Point-per-instance localization data:
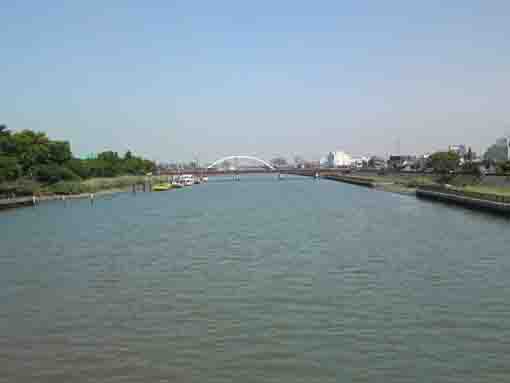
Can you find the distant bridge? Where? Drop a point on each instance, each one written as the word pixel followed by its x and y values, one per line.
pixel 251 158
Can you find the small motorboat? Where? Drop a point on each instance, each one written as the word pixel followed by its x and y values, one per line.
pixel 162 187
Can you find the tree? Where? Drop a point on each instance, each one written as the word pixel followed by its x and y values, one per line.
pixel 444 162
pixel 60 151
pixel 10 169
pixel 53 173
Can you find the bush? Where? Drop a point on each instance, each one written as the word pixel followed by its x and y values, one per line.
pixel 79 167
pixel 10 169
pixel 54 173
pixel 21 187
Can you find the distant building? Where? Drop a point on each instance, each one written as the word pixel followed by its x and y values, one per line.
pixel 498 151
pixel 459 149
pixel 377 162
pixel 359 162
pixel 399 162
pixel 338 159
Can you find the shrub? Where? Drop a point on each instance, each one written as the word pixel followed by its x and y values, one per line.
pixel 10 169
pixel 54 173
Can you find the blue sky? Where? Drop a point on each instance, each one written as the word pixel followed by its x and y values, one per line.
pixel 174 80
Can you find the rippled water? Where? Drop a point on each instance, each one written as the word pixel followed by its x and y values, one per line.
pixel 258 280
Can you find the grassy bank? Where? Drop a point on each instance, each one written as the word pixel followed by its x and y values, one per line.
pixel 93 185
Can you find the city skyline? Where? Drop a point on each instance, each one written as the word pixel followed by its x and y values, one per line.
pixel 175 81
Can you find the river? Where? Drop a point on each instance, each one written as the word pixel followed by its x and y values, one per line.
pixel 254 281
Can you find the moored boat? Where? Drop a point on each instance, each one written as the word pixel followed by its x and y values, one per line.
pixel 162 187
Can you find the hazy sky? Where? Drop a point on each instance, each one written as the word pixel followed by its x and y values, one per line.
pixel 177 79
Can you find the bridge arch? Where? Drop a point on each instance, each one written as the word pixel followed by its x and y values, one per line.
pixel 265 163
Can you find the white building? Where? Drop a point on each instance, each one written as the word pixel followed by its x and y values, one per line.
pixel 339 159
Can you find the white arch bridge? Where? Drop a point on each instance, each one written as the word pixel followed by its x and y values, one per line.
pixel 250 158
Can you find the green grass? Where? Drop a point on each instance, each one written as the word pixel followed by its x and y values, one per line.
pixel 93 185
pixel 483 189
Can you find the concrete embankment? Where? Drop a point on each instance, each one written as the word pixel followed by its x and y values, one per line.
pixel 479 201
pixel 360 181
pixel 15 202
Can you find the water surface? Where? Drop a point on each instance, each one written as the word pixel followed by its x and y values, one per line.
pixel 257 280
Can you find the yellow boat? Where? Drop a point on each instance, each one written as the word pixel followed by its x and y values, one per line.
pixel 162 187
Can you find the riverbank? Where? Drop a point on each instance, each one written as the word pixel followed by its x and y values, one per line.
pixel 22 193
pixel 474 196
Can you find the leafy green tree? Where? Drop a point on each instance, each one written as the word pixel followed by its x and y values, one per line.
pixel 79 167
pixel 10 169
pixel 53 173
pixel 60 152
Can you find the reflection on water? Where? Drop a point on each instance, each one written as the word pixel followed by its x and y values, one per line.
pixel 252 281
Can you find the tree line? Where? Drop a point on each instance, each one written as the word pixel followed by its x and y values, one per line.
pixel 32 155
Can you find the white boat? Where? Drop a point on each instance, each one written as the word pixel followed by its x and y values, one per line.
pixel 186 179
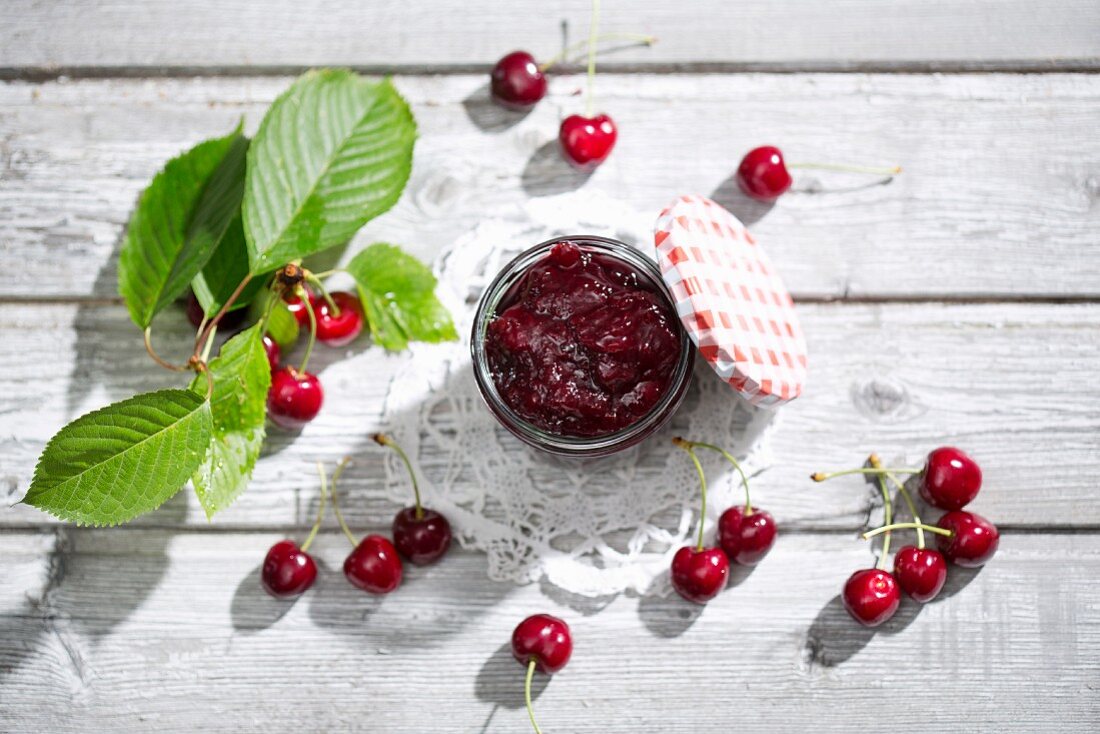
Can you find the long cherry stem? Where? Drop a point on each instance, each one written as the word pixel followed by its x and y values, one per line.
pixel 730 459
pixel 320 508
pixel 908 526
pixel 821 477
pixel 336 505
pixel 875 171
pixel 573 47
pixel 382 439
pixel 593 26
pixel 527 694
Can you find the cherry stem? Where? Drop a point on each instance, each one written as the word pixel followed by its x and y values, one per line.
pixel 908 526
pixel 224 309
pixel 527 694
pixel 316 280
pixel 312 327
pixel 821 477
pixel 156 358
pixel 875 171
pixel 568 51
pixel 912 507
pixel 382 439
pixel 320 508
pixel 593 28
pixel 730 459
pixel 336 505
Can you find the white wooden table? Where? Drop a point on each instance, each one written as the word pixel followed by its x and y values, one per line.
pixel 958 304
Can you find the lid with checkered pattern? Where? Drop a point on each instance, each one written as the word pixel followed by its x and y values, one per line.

• _Task instructions_
Every line above is to be given again exactly, apart from the pictures.

• _Answer to this problem_
Can you find the distant bridge? Where? Drop a point on each instance, each one written as the word pixel followed by its x and y values, one per line.
pixel 251 158
Can you find the small motorboat? Where? Drop a point on each instance, each one written as the word pixel followed by its x and y values, one per line.
pixel 162 187
Can you find the tree? Where? Drop a point on each instance, each one written as the word pixel followed by its x and y values, one per line.
pixel 444 162
pixel 60 151
pixel 10 169
pixel 53 173
Can you find the bush? Where? Drop a point on each instance, each one written as the word pixel followed by its x and y values, one per line.
pixel 79 167
pixel 10 169
pixel 54 173
pixel 21 187
Can you find the distant building? Where? Drop a point on each instance, each one written as the word pixel followed by its x and y values, one per line.
pixel 498 151
pixel 459 149
pixel 377 162
pixel 359 162
pixel 399 162
pixel 338 159
Can you find the shrub? Where? Drop a point on each instance, each one written as the word pixel followed by its x and y values, one per line.
pixel 10 169
pixel 54 173
Can you find the blue sky? Where? Drop a point on each instance, each one written as the word pixel followed by its x and y values, one per line.
pixel 174 80
Can you find the rippled water? Where? Drop a point on each instance, each one written as the word pixel followed by its x and y values, one per line.
pixel 258 280
Can you find the grassy bank? Where? Drop a point on each instance, each one written as the word pixel followed by its x and y values, one per line.
pixel 93 185
Can you find the city skyline? Where? Drop a point on each instance, each one written as the word pixel followed by its x and y values, one per line.
pixel 175 81
Can you find the river? Where? Drop a point on each instance, each one written as the word pixel followed by its x and y values, one per line.
pixel 254 281
Can you find the moored boat? Where? Drop a point on each instance, each one written as the word pixel followed by its x and y values, one per line.
pixel 162 187
Can you find the hazy sky? Where? Drop a point on each instance, each one written as the word pixel followed by its x and y values, one per line.
pixel 177 79
Can you find the bridge arch? Where? Drop a point on each instance, each one written as the word pixel followed by its x and y values, one per line.
pixel 265 163
Can you find the white building? Where? Drop a point on each instance, each one written as the word pixel followed by its x and y values, one per line.
pixel 339 159
Can you find the white arch bridge? Where? Drop a point on each instance, each one written as the word pixel followed by its x and y values, one per line.
pixel 250 158
Can you find the green grass? Where? Drop a point on each instance, each one written as the word pixel followed by its x and y values, one per line.
pixel 93 185
pixel 483 189
Can you find the concrete embankment? Where? Drop a point on each instance, each one written as the word pixel followed by its x and y values, one per line.
pixel 479 201
pixel 360 181
pixel 15 202
Can you find the water surface? Where? Drop a point on each instance, each one written as the word pixel followed by its x and y values, one per line.
pixel 257 280
Can you find the yellow boat? Where? Drop a point on each instance, each one written as the word pixel followed by its x and y values, one per line.
pixel 162 187
Can you find the riverbank? Where? Drop a point on each instance, each one written as the word pixel followed by its x and y values, one per line.
pixel 22 193
pixel 474 196
Can you find the leafy green tree? Where? Drop a point on each instance, each one written as the word pixel followed by its x and y values, one per line.
pixel 79 167
pixel 10 169
pixel 53 173
pixel 60 152
Can you find the reflection on water? Where? Drop a point on each instance, each one written as the word pixel followed by its x and y values, one per line.
pixel 252 281
Can you find the tree line? Where? Drop a point on each instance, each one written as the word pixel followed by its x and y values, one per line.
pixel 32 155
Can you find the white boat? Where? Drop a point on each instance, each one written as the word pixel followed by its x and y values, one per line.
pixel 186 179
Can you find the long cherry stem? Where? Drop a point on each instance, each one written as the word pixel followed by its x and y values, one per line.
pixel 730 459
pixel 320 508
pixel 908 526
pixel 821 477
pixel 336 505
pixel 875 171
pixel 573 47
pixel 382 439
pixel 593 26
pixel 527 694
Can you find the cherry stem? Where? Drop a point on each instance, each one written as the word pixel followed by its x and y values, one per line.
pixel 908 526
pixel 224 309
pixel 527 694
pixel 316 280
pixel 312 327
pixel 821 477
pixel 156 358
pixel 875 171
pixel 568 51
pixel 912 507
pixel 382 439
pixel 320 508
pixel 593 28
pixel 730 459
pixel 336 505
Can you find the white wooden table? Where? Drop a point on each instance, each one written as the word pixel followed by its x and y values, one per line.
pixel 958 304
Can you find the lid with checkered pattern? Where? Drop a point on each instance, each one written as the word pixel followed by its x and y values, one per line.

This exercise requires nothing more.